┌────────

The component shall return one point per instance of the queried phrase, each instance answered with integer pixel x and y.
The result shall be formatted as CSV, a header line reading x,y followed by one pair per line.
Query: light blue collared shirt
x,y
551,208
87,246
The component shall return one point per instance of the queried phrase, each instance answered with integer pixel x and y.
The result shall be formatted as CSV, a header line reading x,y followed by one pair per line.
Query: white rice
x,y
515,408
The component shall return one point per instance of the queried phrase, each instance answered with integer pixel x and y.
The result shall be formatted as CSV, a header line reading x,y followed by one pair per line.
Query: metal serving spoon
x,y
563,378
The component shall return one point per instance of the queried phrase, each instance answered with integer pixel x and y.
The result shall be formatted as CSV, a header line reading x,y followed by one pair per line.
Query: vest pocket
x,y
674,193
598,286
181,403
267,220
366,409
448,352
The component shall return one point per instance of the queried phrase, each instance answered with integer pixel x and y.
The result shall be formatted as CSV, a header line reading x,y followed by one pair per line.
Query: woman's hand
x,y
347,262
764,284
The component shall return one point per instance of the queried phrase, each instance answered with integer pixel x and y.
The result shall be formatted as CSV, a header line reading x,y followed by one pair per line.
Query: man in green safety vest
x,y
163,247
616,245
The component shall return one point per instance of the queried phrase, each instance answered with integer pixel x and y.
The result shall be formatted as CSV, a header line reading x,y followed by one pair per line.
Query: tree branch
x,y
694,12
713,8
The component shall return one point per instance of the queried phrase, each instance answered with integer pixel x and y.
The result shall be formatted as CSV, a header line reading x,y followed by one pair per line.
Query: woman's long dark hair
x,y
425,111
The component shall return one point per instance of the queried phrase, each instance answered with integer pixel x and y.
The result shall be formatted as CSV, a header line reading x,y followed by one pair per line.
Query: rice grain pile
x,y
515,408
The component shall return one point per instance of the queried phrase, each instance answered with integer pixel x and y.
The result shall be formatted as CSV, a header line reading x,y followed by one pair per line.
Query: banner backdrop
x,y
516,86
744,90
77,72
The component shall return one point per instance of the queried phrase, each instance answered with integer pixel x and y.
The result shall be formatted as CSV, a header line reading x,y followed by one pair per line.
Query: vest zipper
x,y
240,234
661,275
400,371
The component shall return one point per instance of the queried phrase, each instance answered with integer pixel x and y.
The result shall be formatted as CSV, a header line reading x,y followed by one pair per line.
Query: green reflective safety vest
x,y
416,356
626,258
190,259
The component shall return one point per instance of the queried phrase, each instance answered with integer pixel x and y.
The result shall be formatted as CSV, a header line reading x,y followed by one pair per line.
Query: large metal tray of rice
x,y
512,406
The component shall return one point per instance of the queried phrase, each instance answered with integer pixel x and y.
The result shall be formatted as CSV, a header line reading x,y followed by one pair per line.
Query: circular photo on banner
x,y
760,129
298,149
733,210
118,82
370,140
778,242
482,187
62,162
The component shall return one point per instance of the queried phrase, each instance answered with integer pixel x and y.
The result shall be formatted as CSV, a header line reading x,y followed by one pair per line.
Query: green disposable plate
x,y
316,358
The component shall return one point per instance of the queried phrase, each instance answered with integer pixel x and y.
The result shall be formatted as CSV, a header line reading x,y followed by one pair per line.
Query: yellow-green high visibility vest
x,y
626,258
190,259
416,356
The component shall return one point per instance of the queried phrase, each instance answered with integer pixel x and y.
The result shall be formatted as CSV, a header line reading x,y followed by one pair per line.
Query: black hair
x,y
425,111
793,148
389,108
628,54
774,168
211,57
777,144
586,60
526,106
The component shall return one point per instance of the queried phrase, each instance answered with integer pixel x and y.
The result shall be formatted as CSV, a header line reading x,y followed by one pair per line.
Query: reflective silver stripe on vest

└────────

BRIEF:
Would it be possible to reproduce all the entries exactly as they appear above?

REPLY TO THE EXERCISE:
The component shall return one point per instance of the queried phrase, each instance answered with integer pixel x and y.
The result shall be formatted as CSV, a header line reading x,y followed by one pair per line.
Query: light blue collared shirt
x,y
551,208
87,246
The component shall return one point per instance of the queried phrase, each instance answered with integer pixel x and y.
The result shall be formatted as CSV, a header line reading x,y followed by one pair per line.
Query: white rice
x,y
515,408
The component shall return one point per instance of the queried phrase, each instance answered with integer pixel x and y.
The result shall be formatted as CSV, a header line reading x,y followed by one pair per line.
Query: metal serving spoon
x,y
563,378
The component shall return one point per instance of the queried phrase, each instance answered with integer pixel x and y.
The result shall be formatted as CSV, a header line reading x,y followed by one pair per line.
Query: vest pocket
x,y
674,193
598,286
181,403
267,220
366,409
448,352
The component shall return one point per instance of the queried phrase, each instance answered with integer pixel x and y.
The result shall be formatted as CSV, a header line reading x,y followed by one pair per line.
Query: woman's hand
x,y
347,262
764,284
The component shall return one point per instance of the queried phrase, each instance answered with integer pixel x and y.
The result shall be formatted as CSV, a header line reading x,y followed by one pair per line.
Query: man in green safety vest
x,y
163,247
616,245
The component shall return one point per instance of the queried phrase, each instance answered with integer pixel x and y.
The result shall be formatted as CSV, a header line reading x,y followed by one pair per line.
Query: tree branch
x,y
694,12
713,8
The component shall return one point per instance of the queried phrase, each instance answered with integer pixel x and y.
The result shall be formatted as CSV, a header line reading x,y followed by one pair per line.
Query: woman's long dark hair
x,y
425,111
The component shall return one point per instance of the queried phrase, each instance answered with integer pixel x and y.
The result shall be formatted as CSV, a header line reading x,y followed by one pair per line.
Query: rice grain pile
x,y
515,408
The component shall return one point per instance of the queried phrase, each instance answered with integer pixel x and y.
The result shall be formatted as CSV, a header line reading x,y followed by one pair per line.
Query: banner backdrop
x,y
516,86
744,90
77,72
The component shall return one point per instance of the queried phrase, each instance answered with integer pixel x and y.
The result shall be formatted as CSV, a header line reading x,y followed by one pair per line.
Query: vest zipper
x,y
240,234
661,275
400,371
The component shall return one point per instance of the queried phrase, each instance answered with integer pixel x and y.
The result shall be formatted as CSV, a header line reading x,y followed by one pair per line.
Query: green reflective safety vest
x,y
416,356
626,258
190,259
The component shall return one point per instance of the queried phrase, each instance answered with integer pixel x and y.
The result shall be formatted as CSV, a header line reading x,y followed by one pair per line.
Query: large metal tray of rice
x,y
512,406
The component shall return one point per instance of the queried phrase, each instance answered with integer pixel x and y.
The result shall be formatted as CSV, a header line reading x,y followed by one pair per line.
Query: circular photo on banner
x,y
760,129
298,149
733,210
118,82
370,140
778,242
482,187
62,162
The component shall return one point per instance of the queried phrase, each instance answered with integer pixel x and y.
The result shall be formatted as CSV, a header line reading x,y followed by one pair per line.
Query: green disposable plate
x,y
316,358
The component shall return one point per instance of the queried phrase, each instance answered with integer pixel x and y.
The result shall be formatted as CSV, a header line reading x,y followed by one pair per line.
Query: yellow-green high visibility vest
x,y
626,258
190,259
416,356
The component shall return one point per instance of the queried phrase, each instance answered with integer pixel x and y.
The result shall be formatted as CSV, a header line reading x,y followed by one pair per line.
Query: black hair
x,y
425,111
793,148
389,108
628,54
774,168
211,57
777,144
586,60
526,106
The component shall return one point per instance of the queried phrase, each instance answered with integer pixel x and y.
The result shall be formatted as CSV, a header line reading x,y followed by one pair per line.
Query: reflective silver stripe on vest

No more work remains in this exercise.